#### AVAILABLE DATA
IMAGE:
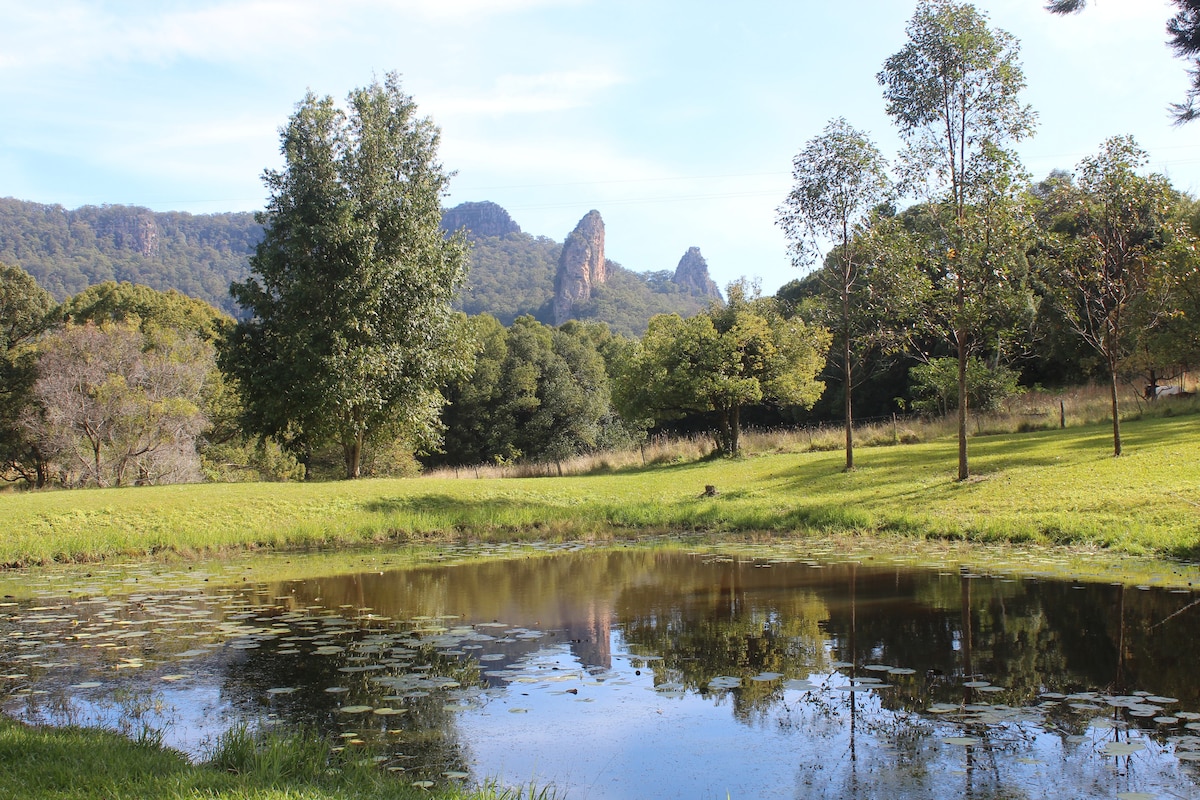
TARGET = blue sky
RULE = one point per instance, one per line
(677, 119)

...

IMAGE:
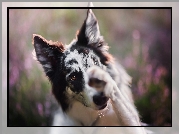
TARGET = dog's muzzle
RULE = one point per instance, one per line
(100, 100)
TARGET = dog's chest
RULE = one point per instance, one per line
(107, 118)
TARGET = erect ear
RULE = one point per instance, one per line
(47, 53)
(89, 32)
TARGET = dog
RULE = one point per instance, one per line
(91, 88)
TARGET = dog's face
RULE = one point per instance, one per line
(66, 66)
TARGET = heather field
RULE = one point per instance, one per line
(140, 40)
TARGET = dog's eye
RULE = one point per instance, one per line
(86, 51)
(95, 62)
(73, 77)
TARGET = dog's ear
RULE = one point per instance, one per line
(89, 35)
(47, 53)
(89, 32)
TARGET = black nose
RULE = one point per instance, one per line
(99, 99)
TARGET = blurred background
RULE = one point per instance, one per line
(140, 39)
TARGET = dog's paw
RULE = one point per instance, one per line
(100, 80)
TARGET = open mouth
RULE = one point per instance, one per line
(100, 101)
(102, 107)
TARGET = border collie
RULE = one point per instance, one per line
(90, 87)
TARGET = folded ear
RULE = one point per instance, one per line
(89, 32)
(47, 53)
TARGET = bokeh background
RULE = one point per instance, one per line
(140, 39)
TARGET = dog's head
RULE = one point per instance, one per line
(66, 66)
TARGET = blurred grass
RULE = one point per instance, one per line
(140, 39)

#### TASK OBJECTIVE
In which lines of the records does the word "blurred" appear? Copy each of them.

#### SOLUTION BELOW
TARGET = blurred background
TARGET = blurred grass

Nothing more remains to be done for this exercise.